## Listing
===

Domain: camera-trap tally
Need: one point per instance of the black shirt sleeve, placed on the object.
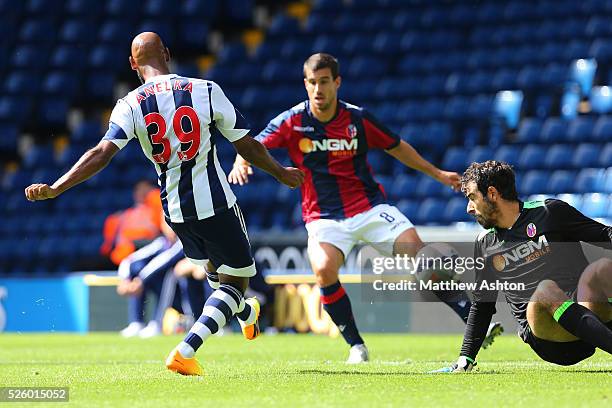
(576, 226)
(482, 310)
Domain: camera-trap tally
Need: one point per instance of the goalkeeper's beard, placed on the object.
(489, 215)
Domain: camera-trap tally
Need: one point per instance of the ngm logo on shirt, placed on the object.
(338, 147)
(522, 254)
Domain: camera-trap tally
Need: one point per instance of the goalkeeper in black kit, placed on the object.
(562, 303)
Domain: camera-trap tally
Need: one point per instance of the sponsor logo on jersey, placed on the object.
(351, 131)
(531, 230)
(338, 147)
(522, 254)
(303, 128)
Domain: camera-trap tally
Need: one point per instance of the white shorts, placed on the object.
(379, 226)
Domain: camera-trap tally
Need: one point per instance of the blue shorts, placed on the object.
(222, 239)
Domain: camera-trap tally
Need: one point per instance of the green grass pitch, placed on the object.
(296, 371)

===

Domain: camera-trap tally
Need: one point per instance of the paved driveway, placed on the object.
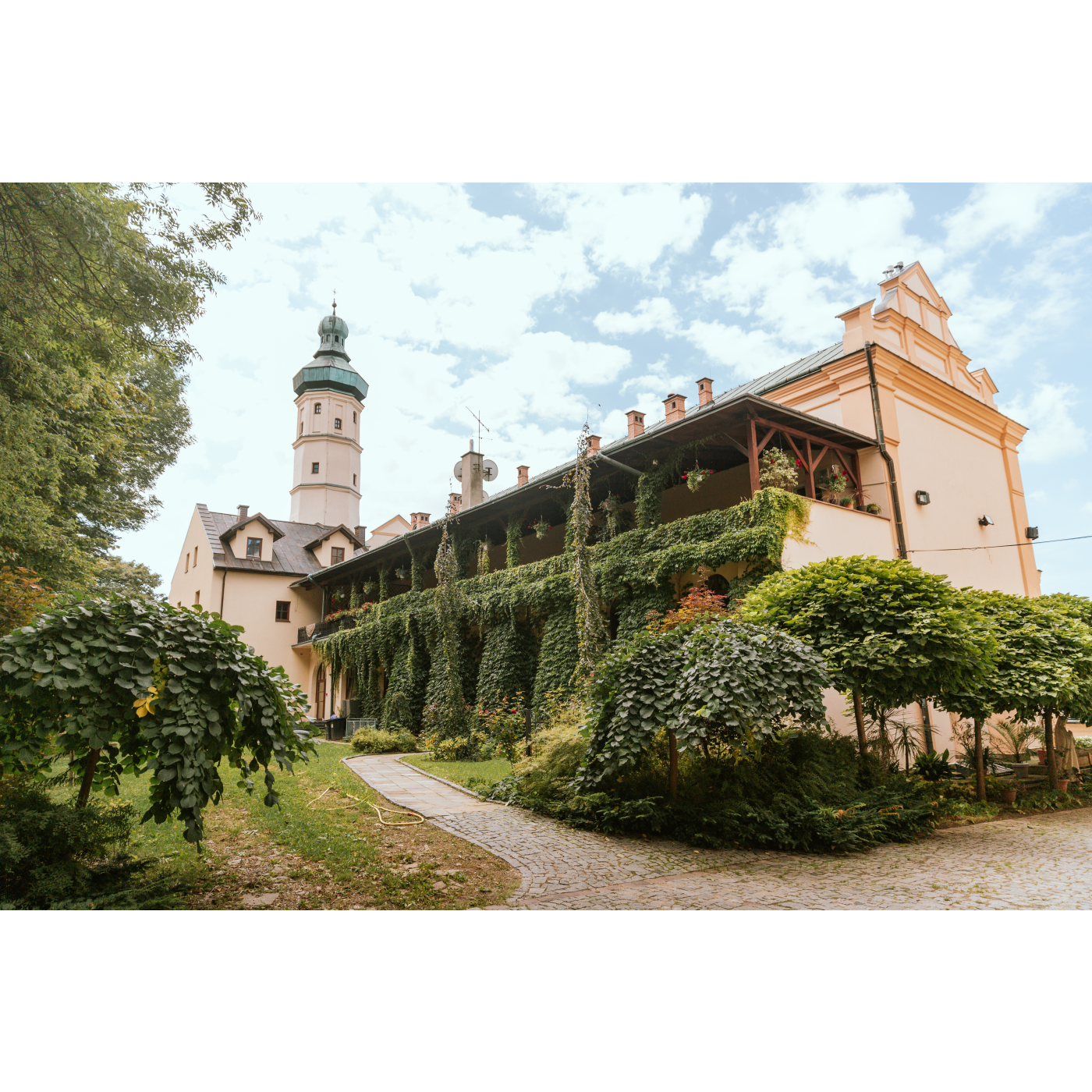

===

## The exercise
State how many of the lines above contain the word "object", giving only the number.

## Response
9